━━━━━ Provided data ━━━━━

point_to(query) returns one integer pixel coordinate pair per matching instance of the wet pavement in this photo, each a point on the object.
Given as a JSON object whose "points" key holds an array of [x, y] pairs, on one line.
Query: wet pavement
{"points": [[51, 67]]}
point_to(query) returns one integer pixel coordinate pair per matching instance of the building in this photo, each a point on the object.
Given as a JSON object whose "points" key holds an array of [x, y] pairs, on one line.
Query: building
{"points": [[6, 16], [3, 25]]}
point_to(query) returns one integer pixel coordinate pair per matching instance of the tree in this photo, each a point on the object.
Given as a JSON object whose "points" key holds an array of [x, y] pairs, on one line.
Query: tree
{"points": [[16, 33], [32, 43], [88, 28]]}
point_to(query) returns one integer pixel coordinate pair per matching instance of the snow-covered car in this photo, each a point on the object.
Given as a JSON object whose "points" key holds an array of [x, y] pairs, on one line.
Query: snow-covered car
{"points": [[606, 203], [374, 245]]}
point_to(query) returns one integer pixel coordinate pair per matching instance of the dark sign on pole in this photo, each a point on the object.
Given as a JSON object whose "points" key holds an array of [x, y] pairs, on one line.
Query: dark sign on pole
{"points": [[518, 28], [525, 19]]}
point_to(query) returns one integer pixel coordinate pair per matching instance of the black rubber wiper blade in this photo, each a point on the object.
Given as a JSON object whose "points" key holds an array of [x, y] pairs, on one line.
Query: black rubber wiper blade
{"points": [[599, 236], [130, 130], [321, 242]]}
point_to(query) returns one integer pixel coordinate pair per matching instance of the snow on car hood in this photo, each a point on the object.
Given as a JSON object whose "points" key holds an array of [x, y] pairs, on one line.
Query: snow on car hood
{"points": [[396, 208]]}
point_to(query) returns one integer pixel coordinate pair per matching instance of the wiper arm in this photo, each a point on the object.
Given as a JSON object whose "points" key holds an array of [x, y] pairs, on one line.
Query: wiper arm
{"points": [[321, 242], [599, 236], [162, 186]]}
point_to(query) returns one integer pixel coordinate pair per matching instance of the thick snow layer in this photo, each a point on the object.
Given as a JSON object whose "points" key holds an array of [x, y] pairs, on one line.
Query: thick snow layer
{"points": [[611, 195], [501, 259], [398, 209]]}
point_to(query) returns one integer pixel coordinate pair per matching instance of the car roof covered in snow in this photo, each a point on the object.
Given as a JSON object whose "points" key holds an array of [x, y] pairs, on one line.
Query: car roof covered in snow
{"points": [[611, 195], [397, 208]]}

━━━━━

• Short exercise:
Rewrite the listing from the line containing "of the wiper" through its final line, requests included, shifting every x and y coordinate in the answers by +119. Return only those lines.

• Correct result:
point_to(query) returns one integer pixel coordinate pair per matching instance of the wiper arm in this photo, each a point on the object.
Given as a JSON object whose "points" key holds an array of [x, y] pairs, on one line.
Query: wiper arm
{"points": [[440, 361], [718, 355], [281, 305]]}
point_to(query) returns one integer pixel coordinate pair per matching instance of the thick snow layer in this photo, each a point on the object.
Given as a JSON object whose "points" key holds an array of [x, y] pairs, on one line.
Query: thick snow layer
{"points": [[730, 314], [620, 378], [517, 328]]}
point_to(query) returns one integer pixel coordinate pair per matching instance of the car roof covered in snow in this photo, each a point on the object.
Given as a JSON object whose "points" key holds an array of [x, y] pairs, on one line.
Query: car roof covered in snow
{"points": [[730, 314], [516, 327]]}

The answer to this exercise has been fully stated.